[INFORMATION SHOWN — start]

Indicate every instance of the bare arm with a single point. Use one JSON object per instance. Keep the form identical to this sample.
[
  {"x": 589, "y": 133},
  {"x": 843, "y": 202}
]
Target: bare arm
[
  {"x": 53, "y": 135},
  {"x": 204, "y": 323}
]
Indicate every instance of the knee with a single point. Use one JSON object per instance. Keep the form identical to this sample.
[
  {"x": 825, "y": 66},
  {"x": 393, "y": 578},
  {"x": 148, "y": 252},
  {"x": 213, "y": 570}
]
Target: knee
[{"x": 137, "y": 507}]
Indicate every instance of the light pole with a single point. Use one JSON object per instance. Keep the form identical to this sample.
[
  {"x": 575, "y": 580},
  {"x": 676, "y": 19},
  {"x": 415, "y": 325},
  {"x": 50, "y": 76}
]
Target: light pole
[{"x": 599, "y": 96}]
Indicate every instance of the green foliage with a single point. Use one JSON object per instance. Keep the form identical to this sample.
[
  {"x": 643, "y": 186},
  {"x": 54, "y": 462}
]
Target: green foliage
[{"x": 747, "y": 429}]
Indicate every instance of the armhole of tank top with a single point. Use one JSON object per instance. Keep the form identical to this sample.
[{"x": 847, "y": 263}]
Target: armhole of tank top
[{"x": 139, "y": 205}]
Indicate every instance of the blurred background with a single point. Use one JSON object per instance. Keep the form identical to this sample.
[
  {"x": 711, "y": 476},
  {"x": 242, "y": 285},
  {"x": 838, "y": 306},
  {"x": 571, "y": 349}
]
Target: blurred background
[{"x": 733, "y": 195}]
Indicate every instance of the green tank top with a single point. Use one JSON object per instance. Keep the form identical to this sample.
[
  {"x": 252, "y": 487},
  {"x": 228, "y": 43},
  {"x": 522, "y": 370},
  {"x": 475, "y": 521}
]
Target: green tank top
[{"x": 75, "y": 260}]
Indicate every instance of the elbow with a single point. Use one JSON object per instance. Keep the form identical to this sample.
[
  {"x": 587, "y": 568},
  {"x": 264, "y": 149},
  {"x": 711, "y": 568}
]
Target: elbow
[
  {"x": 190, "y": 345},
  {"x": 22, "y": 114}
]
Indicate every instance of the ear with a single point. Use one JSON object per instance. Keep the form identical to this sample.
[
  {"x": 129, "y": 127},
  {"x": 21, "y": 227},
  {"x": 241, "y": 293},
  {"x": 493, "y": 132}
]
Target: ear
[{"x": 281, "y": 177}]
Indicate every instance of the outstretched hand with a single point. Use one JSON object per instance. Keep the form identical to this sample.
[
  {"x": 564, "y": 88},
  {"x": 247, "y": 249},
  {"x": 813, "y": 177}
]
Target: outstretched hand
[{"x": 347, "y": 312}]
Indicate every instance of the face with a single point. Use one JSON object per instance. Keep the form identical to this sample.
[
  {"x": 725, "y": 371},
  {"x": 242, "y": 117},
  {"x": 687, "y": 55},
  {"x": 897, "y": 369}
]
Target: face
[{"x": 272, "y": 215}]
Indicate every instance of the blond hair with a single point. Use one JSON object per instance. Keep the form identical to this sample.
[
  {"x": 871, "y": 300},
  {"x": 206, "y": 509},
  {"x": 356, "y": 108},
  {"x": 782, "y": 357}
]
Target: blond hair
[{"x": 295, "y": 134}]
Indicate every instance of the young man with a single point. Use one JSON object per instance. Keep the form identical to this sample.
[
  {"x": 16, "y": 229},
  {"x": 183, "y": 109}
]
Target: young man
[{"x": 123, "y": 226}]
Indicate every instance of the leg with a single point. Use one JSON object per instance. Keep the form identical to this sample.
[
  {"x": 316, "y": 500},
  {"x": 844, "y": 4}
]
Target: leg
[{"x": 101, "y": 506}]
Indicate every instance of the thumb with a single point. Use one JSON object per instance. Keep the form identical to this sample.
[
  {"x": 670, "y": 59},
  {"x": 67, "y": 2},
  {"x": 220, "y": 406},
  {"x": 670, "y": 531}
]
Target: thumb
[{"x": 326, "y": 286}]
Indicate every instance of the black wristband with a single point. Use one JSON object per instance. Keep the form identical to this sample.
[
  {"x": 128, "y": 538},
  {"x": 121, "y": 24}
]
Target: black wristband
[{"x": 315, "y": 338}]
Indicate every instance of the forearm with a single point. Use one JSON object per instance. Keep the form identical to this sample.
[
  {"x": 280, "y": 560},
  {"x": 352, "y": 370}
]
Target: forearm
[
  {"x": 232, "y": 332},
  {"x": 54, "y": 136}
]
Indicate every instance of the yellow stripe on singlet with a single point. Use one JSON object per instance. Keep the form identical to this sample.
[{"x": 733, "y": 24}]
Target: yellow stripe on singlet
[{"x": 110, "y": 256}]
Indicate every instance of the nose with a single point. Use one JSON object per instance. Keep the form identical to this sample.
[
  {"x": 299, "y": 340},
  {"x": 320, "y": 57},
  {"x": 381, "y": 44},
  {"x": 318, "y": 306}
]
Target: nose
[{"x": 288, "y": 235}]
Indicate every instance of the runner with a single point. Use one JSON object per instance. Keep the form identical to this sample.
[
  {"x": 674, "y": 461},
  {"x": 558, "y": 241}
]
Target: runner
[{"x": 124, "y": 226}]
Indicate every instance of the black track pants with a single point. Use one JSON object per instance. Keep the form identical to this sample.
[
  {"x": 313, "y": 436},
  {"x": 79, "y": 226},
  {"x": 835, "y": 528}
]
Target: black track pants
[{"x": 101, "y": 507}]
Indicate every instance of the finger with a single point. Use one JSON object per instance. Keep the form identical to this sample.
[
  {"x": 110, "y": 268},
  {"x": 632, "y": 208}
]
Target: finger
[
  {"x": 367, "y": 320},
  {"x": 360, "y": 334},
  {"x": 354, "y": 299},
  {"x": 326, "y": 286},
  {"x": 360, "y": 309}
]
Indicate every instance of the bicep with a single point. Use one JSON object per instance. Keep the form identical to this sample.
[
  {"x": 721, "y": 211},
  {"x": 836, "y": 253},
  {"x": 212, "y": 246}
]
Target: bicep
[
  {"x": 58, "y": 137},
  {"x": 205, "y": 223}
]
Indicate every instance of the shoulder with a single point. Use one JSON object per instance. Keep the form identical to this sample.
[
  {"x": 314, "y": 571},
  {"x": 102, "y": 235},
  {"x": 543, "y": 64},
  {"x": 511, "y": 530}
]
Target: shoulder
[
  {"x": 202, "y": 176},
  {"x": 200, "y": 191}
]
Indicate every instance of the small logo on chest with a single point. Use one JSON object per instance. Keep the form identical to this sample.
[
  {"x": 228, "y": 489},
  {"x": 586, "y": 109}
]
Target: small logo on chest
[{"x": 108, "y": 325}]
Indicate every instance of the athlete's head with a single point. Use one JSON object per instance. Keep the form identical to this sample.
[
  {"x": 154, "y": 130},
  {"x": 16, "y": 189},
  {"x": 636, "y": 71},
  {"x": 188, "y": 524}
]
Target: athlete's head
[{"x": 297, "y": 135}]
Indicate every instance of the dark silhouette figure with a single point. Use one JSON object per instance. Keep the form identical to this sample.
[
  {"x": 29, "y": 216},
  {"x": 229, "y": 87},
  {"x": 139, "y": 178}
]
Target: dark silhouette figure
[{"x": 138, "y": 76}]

[INFORMATION SHOWN — finish]

YOUR ASSIGNMENT: Each line of the data must be returned exactly.

ANSWER FOR THE TASK:
Indicate every instance of the bare arm with a single point. Use one JSON object per instance. Keep the form identical to this sample.
[
  {"x": 589, "y": 133},
  {"x": 843, "y": 202}
]
Target: bare arm
[
  {"x": 53, "y": 135},
  {"x": 204, "y": 323}
]
Indicate every instance of the knee with a single point. Use one JSON object per instance. Keep the form identical to this sample.
[
  {"x": 825, "y": 66},
  {"x": 393, "y": 578},
  {"x": 148, "y": 252},
  {"x": 213, "y": 570}
]
Target: knee
[{"x": 137, "y": 507}]
Indicate every instance of the light pole with a single point. Use one JSON object per instance. Keep the form identical to this sample.
[
  {"x": 575, "y": 580},
  {"x": 676, "y": 19},
  {"x": 415, "y": 325},
  {"x": 50, "y": 76}
]
Target: light pole
[{"x": 599, "y": 96}]
Indicate every instance of the green foliage with a single point. Use one JSON object per instance. Keep the form identical to this sample.
[
  {"x": 643, "y": 186},
  {"x": 54, "y": 462}
]
Target: green foliage
[{"x": 747, "y": 429}]
Indicate every instance of the armhole of tank top with a single point. Use one JSON object per instance. Keep the form identical to this sample.
[{"x": 847, "y": 263}]
Target: armhole of tank top
[{"x": 139, "y": 205}]
Indicate every instance of the blurred background with a single point. Use one JSON object per instance. Keep the form identical to this sample.
[
  {"x": 711, "y": 476},
  {"x": 242, "y": 285},
  {"x": 838, "y": 306},
  {"x": 571, "y": 349}
]
Target: blurred background
[{"x": 733, "y": 195}]
Indicate every instance of the green tank top with a single point. Use one JSON object per instance. Keep the form identical to this sample.
[
  {"x": 252, "y": 487},
  {"x": 228, "y": 43},
  {"x": 522, "y": 370},
  {"x": 475, "y": 521}
]
Target: green tank top
[{"x": 75, "y": 260}]
Indicate every instance of the elbow with a single point. Use one JSON object per instance. Keep the form identical to this sample.
[
  {"x": 587, "y": 568},
  {"x": 264, "y": 149},
  {"x": 711, "y": 568}
]
Target: elbow
[
  {"x": 190, "y": 345},
  {"x": 22, "y": 114}
]
Indicate every instance of the ear with a single point. Use one JSON object per instance. Keep the form identical to this sample.
[
  {"x": 129, "y": 127},
  {"x": 21, "y": 227},
  {"x": 241, "y": 293},
  {"x": 493, "y": 132}
]
Target: ear
[{"x": 281, "y": 177}]
Indicate every instance of the outstretched hand with a single point. Use one JSON object per instance. Keep the form identical to this sample.
[
  {"x": 564, "y": 88},
  {"x": 247, "y": 249},
  {"x": 813, "y": 177}
]
Target: outstretched hand
[{"x": 347, "y": 312}]
Indicate every instance of the face with a single point. Use one JSON object per instance. Keep the form identical to this sample.
[
  {"x": 725, "y": 371},
  {"x": 242, "y": 117},
  {"x": 687, "y": 55},
  {"x": 897, "y": 369}
]
Target: face
[{"x": 272, "y": 215}]
Indicate every instance of the blond hair with a single point. Use one JSON object per instance. Keep the form identical to this sample.
[
  {"x": 871, "y": 300},
  {"x": 206, "y": 509},
  {"x": 356, "y": 108},
  {"x": 782, "y": 357}
]
Target: blond hair
[{"x": 295, "y": 134}]
Indicate every instance of the young man with a single point. Use one JSON object per instance. Keep the form identical to this sample.
[
  {"x": 16, "y": 229},
  {"x": 183, "y": 109}
]
Target: young man
[{"x": 123, "y": 226}]
Indicate every instance of the leg with a single point. Use one JSON object per instance. Keep the form identical to this sample.
[
  {"x": 316, "y": 500},
  {"x": 844, "y": 4}
]
Target: leg
[{"x": 101, "y": 506}]
Indicate every instance of the thumb with a single point. Use one JSON object per instance. Keep the form identical to this sample.
[
  {"x": 670, "y": 59},
  {"x": 67, "y": 2},
  {"x": 220, "y": 406},
  {"x": 670, "y": 531}
]
Target: thumb
[{"x": 326, "y": 286}]
Indicate every instance of the black wristband with a single point. Use one JSON object per instance. Keep the form identical to this sample.
[
  {"x": 128, "y": 538},
  {"x": 121, "y": 24}
]
Target: black wristband
[{"x": 315, "y": 338}]
Indicate every instance of the forearm with a single point. Use one JSON object per instance. Keep the form identical to this sample.
[
  {"x": 280, "y": 560},
  {"x": 352, "y": 370}
]
Target: forearm
[
  {"x": 232, "y": 332},
  {"x": 54, "y": 136}
]
Indicate every instance of the yellow stripe on singlet with a single point. Use one JSON object per instance. Keep the form identical to this sample.
[{"x": 733, "y": 24}]
Target: yellow stripe on singlet
[{"x": 110, "y": 256}]
Indicate every instance of the nose with a single point. Use one JSON object per instance. Keep the form identical to this sample.
[
  {"x": 299, "y": 340},
  {"x": 320, "y": 57},
  {"x": 381, "y": 44},
  {"x": 318, "y": 306}
]
Target: nose
[{"x": 288, "y": 235}]
Indicate every instance of the runner with a single point. Use one JSON object per instance. Keep the form identical to this sample.
[
  {"x": 674, "y": 461},
  {"x": 558, "y": 241}
]
Target: runner
[{"x": 124, "y": 226}]
Indicate every instance of the black track pants with a single point. Use one JSON object per instance. Keep the form identical to this sample.
[
  {"x": 313, "y": 436},
  {"x": 79, "y": 226},
  {"x": 835, "y": 528}
]
Target: black track pants
[{"x": 101, "y": 507}]
Indicate every instance of the finger with a single point. Use one JSON object per instance. Keep the form identical to this sample.
[
  {"x": 110, "y": 268},
  {"x": 632, "y": 208}
]
Target: finger
[
  {"x": 367, "y": 320},
  {"x": 360, "y": 334},
  {"x": 354, "y": 299},
  {"x": 326, "y": 286},
  {"x": 360, "y": 309}
]
Indicate every instance of the bicep with a single point. Use one JSON object per instance. Keep the form identical to this sample.
[
  {"x": 721, "y": 211},
  {"x": 836, "y": 253},
  {"x": 212, "y": 246}
]
Target: bicep
[
  {"x": 58, "y": 137},
  {"x": 205, "y": 223}
]
Indicate every instance of the shoulder with a single point. Use one JSON object per instance. Keep the form identical to this sample.
[
  {"x": 314, "y": 571},
  {"x": 102, "y": 235},
  {"x": 543, "y": 64},
  {"x": 511, "y": 530}
]
Target: shoulder
[
  {"x": 202, "y": 176},
  {"x": 200, "y": 191}
]
Indicate every instance of the small logo on chest with a single point. Use one JSON object per instance. Keep the form identical to this sample.
[
  {"x": 228, "y": 489},
  {"x": 586, "y": 109}
]
Target: small logo on chest
[{"x": 108, "y": 325}]
Indicate every instance of the athlete's head with a single point. Use one JSON object per instance. Keep the form identical to this sample.
[
  {"x": 154, "y": 130},
  {"x": 16, "y": 189},
  {"x": 636, "y": 71},
  {"x": 188, "y": 524}
]
Target: athlete's head
[{"x": 297, "y": 135}]
Indicate every instance of the dark silhouette figure with a single point. Use one JSON object per instance. Keep the form identical to this sample.
[
  {"x": 29, "y": 216},
  {"x": 229, "y": 87},
  {"x": 139, "y": 178}
]
Target: dark silhouette figure
[{"x": 138, "y": 76}]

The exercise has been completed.